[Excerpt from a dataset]
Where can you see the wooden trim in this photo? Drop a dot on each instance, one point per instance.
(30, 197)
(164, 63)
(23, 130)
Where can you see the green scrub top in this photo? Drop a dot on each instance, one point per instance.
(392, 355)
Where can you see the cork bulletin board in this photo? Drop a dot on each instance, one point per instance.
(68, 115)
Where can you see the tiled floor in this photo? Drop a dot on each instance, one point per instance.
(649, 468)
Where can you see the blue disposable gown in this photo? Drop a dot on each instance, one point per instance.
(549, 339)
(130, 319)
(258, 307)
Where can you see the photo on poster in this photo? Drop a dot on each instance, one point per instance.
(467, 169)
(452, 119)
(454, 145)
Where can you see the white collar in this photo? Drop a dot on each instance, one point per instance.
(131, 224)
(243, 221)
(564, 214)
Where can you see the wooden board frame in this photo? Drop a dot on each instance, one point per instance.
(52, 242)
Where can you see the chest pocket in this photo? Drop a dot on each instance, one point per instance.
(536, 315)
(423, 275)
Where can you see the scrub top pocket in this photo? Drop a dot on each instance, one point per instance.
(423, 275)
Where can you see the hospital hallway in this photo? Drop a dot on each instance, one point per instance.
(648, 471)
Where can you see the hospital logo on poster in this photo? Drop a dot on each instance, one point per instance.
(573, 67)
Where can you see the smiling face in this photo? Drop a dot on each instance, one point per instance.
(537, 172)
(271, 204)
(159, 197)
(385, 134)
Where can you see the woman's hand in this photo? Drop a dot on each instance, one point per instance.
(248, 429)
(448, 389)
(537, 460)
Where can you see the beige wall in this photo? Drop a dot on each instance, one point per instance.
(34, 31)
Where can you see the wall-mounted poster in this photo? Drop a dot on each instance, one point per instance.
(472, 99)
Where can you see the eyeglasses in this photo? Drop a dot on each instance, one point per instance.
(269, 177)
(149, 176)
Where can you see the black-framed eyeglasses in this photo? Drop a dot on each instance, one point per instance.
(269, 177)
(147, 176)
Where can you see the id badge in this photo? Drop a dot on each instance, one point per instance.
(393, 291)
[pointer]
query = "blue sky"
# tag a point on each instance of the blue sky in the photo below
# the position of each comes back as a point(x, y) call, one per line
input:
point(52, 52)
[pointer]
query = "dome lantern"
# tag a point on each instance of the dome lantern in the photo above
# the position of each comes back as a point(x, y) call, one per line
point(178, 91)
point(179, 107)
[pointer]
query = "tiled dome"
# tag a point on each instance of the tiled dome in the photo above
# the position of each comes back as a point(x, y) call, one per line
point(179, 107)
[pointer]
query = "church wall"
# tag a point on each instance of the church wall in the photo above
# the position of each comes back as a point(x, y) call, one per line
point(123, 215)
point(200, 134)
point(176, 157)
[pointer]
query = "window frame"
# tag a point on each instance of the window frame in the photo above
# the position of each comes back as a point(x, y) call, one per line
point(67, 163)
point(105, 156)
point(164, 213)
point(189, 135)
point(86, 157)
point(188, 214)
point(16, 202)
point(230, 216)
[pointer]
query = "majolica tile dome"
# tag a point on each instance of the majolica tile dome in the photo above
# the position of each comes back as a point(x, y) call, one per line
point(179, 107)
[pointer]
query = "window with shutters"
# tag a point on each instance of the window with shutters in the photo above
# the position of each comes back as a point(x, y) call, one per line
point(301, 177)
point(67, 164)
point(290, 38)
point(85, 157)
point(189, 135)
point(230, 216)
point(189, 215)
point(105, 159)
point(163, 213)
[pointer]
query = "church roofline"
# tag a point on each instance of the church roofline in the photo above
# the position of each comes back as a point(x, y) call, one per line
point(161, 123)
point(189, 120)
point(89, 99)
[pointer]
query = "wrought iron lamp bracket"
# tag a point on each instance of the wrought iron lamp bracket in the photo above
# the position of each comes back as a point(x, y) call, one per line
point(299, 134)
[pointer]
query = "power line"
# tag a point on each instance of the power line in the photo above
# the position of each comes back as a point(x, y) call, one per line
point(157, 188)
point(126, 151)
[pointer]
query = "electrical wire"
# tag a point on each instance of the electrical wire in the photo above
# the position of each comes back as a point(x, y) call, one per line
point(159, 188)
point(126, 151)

> [Stated problem]: Please report each line of the listing above that contains the string "bracket", and copy every such line in full. Case counts.

> [Solution for this problem]:
query = "wrought iron lamp bracket"
# tag a point on each instance of the wrought iron lamp bracket in the photo above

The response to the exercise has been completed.